Entries taken from a collection:
Content starts
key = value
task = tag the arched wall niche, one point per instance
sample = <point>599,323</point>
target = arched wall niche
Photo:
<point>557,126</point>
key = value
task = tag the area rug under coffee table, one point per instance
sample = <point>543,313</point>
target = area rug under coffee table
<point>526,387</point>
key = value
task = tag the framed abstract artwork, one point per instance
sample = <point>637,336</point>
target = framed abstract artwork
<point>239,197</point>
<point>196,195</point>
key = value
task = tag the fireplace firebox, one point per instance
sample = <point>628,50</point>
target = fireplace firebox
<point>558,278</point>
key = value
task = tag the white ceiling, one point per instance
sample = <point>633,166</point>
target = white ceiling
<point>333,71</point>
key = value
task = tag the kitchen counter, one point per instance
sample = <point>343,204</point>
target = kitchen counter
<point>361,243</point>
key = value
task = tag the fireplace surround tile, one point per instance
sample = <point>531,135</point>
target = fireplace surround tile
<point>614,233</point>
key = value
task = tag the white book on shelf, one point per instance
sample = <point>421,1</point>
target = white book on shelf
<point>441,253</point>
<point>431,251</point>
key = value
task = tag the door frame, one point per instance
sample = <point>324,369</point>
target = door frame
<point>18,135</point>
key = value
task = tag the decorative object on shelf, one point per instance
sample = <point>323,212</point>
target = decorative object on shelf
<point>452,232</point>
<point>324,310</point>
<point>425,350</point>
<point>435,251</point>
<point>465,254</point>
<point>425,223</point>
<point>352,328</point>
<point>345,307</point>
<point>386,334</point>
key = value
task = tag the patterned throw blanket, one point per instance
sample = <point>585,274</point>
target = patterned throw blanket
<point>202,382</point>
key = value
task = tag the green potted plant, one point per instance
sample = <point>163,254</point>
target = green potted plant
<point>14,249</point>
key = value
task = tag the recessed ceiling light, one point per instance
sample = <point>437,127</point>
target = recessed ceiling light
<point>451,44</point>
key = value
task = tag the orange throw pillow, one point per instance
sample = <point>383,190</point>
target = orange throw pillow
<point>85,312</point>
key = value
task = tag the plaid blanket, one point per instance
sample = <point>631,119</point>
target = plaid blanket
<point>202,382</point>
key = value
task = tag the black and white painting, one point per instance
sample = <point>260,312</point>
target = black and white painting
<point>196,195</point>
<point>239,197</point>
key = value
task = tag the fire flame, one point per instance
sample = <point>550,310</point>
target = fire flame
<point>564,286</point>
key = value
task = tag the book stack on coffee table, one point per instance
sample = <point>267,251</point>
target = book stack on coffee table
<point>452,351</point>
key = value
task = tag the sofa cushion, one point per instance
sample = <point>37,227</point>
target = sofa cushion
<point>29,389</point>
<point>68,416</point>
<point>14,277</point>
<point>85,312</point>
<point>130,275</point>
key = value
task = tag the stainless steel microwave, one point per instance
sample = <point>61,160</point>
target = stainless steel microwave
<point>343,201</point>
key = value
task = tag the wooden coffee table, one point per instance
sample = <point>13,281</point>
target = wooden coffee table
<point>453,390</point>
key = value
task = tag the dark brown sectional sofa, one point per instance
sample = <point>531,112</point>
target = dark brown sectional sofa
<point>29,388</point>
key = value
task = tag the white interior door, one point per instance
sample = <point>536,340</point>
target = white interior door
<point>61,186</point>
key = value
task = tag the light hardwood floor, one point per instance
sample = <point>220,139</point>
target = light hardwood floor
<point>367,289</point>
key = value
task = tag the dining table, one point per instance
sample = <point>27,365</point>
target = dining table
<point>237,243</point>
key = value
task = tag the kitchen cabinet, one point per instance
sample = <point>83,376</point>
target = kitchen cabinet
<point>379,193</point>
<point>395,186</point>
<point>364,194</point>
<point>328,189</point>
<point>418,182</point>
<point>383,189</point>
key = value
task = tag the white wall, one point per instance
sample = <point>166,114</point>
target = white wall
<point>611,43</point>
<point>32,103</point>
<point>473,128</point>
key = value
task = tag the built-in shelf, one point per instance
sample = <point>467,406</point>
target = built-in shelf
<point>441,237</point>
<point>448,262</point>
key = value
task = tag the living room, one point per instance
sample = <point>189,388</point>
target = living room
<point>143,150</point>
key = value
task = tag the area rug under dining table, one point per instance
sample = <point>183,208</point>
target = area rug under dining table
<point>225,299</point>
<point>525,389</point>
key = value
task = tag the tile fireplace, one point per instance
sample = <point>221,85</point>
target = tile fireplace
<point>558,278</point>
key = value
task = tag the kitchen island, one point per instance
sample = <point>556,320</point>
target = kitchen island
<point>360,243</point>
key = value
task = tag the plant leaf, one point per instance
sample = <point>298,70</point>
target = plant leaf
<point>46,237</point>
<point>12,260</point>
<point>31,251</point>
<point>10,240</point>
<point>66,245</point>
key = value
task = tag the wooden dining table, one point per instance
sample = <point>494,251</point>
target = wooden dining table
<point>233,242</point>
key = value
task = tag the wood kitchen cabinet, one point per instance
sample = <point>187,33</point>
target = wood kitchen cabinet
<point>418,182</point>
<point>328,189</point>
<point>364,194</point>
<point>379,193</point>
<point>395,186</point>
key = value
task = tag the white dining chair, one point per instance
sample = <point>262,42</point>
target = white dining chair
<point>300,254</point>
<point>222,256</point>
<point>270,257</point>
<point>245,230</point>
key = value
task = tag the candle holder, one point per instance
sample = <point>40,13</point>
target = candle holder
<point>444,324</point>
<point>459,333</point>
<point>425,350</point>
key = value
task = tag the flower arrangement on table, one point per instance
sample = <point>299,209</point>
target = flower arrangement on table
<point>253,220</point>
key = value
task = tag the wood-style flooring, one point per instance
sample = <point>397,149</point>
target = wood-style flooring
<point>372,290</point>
Content ends
WHAT THE EXERCISE ASKS:
Could you copy every record above exactly as written?

SOLUTION FOR THIS EXERCISE:
key = value
task = tag the arched wall niche, one point per instance
sample = <point>599,323</point>
target = arched wall niche
Photo:
<point>557,126</point>
key = value
task = tag the area rug under coffee table, one point per instance
sample = <point>543,313</point>
target = area rug under coffee table
<point>526,387</point>
key = value
task = tag the framed abstract artwork, one point per instance
sample = <point>637,336</point>
target = framed abstract artwork
<point>239,197</point>
<point>196,195</point>
key = value
task = tag the fireplace firebox, one point per instance
sample = <point>628,50</point>
target = fireplace firebox
<point>558,278</point>
key = value
task = tag the white ceiling, one point per instance
sample = <point>633,166</point>
target = white ceiling
<point>333,71</point>
key = value
task = tag the kitchen counter, one point per instance
sample = <point>343,204</point>
target = kitchen counter
<point>361,243</point>
key = value
task = tag the fireplace surround tile, one point per instance
sample = <point>531,135</point>
target = fireplace surround tile
<point>614,233</point>
key = value
task = tag the white book on shelf, one point per instance
sample = <point>421,1</point>
target = white book on shelf
<point>441,253</point>
<point>431,251</point>
key = value
task = tag the door frame, one point per instance
sample = <point>324,369</point>
target = door frame
<point>18,135</point>
key = value
task = tag the decorative object on shelf, one point per instance
sample = <point>323,212</point>
target = decorative object on shelf
<point>452,232</point>
<point>324,310</point>
<point>425,350</point>
<point>435,251</point>
<point>465,254</point>
<point>425,223</point>
<point>352,328</point>
<point>345,307</point>
<point>386,334</point>
key = value
task = tag the patterned throw blanket, one point per instance
sample = <point>585,274</point>
target = patterned throw blanket
<point>202,382</point>
key = value
task = tag the green potted plant, one point per instance
sample = <point>163,254</point>
target = green potted plant
<point>14,249</point>
key = value
task = tag the recessed ceiling light, one point per instance
sample = <point>437,127</point>
target = recessed ceiling light
<point>451,44</point>
key = value
task = tag the orange throw pillow, one point per instance
sample = <point>383,190</point>
target = orange throw pillow
<point>85,312</point>
key = value
task = tag the plaid blanket, one point per instance
sample = <point>631,119</point>
target = plaid blanket
<point>202,382</point>
key = value
task = tag the black and white painting, one point per instance
sample = <point>260,312</point>
target = black and white painting
<point>196,195</point>
<point>239,197</point>
key = value
task = tag the fire flame, one point per instance
sample = <point>550,310</point>
target = fire flame
<point>564,286</point>
key = value
task = tag the book stack on coffee table, one point per instance
sample = <point>267,251</point>
target = book stack on coffee table
<point>452,351</point>
key = value
task = tag the sofa cushion, one point per instance
sample = <point>37,227</point>
target = sofa cushion
<point>29,389</point>
<point>68,416</point>
<point>14,277</point>
<point>85,312</point>
<point>130,275</point>
key = value
task = tag the stainless steel microwave, one point per instance
sample = <point>61,160</point>
target = stainless steel microwave
<point>343,201</point>
key = value
task = tag the wooden coffee table, one point per instance
sample = <point>13,281</point>
target = wooden coffee table
<point>453,390</point>
key = value
task = tag the dark brown sectional sofa, one point per instance
sample = <point>531,112</point>
target = dark brown sectional sofa
<point>29,388</point>
key = value
task = tag the white interior door, one point per instance
sample = <point>536,340</point>
target = white interior door
<point>61,186</point>
key = value
task = tag the light hardwood floor, one point per instance
sample = <point>220,139</point>
target = light hardwood floor
<point>367,289</point>
key = value
task = tag the dining table, one point per instance
sample = <point>27,365</point>
target = dining table
<point>237,243</point>
key = value
task = tag the kitchen cabinet, one point per instance
sample = <point>83,376</point>
target = kitchen cabinet
<point>379,193</point>
<point>395,186</point>
<point>364,194</point>
<point>328,189</point>
<point>418,182</point>
<point>383,189</point>
key = value
task = tag the white wall, one point per instance
sample = <point>166,114</point>
target = white wall
<point>611,43</point>
<point>32,103</point>
<point>473,128</point>
key = value
task = tag the built-in shelf, one point per instance
sample = <point>467,406</point>
target = built-in shelf
<point>441,237</point>
<point>448,262</point>
key = value
task = tag the living room, one point per instance
sample = <point>189,388</point>
target = living room
<point>143,150</point>
key = value
task = tag the area rug under dining table, one point per instance
sample = <point>183,208</point>
target = area rug under dining table
<point>225,299</point>
<point>525,389</point>
key = value
task = tag the tile fireplace, one point per instance
sample = <point>221,85</point>
target = tile fireplace
<point>558,278</point>
key = value
task = tag the kitchen island, one point per instance
sample = <point>556,320</point>
target = kitchen island
<point>360,243</point>
key = value
task = tag the plant leaf, one point per instance
sample = <point>298,70</point>
target = plant leaf
<point>46,237</point>
<point>12,260</point>
<point>31,251</point>
<point>10,240</point>
<point>66,245</point>
key = value
task = tag the wooden dining table, one point per instance
sample = <point>494,251</point>
target = wooden dining table
<point>233,242</point>
key = value
task = tag the wood kitchen cabinet, one point per instance
sample = <point>187,33</point>
target = wood kitchen cabinet
<point>418,182</point>
<point>328,189</point>
<point>364,194</point>
<point>379,193</point>
<point>395,186</point>
key = value
task = tag the white dining chair, one point per instance
sample = <point>262,42</point>
target = white dining chair
<point>300,254</point>
<point>222,256</point>
<point>270,257</point>
<point>245,230</point>
key = value
task = tag the candle holder, one point per instance
sample = <point>40,13</point>
target = candle holder
<point>444,324</point>
<point>459,333</point>
<point>425,350</point>
key = value
task = tag the flower arrangement on table, one point per instance
sample = <point>299,209</point>
target = flower arrangement on table
<point>253,220</point>
key = value
task = tag the wood-style flooring, one point per instance
sample = <point>397,149</point>
target = wood-style flooring
<point>372,290</point>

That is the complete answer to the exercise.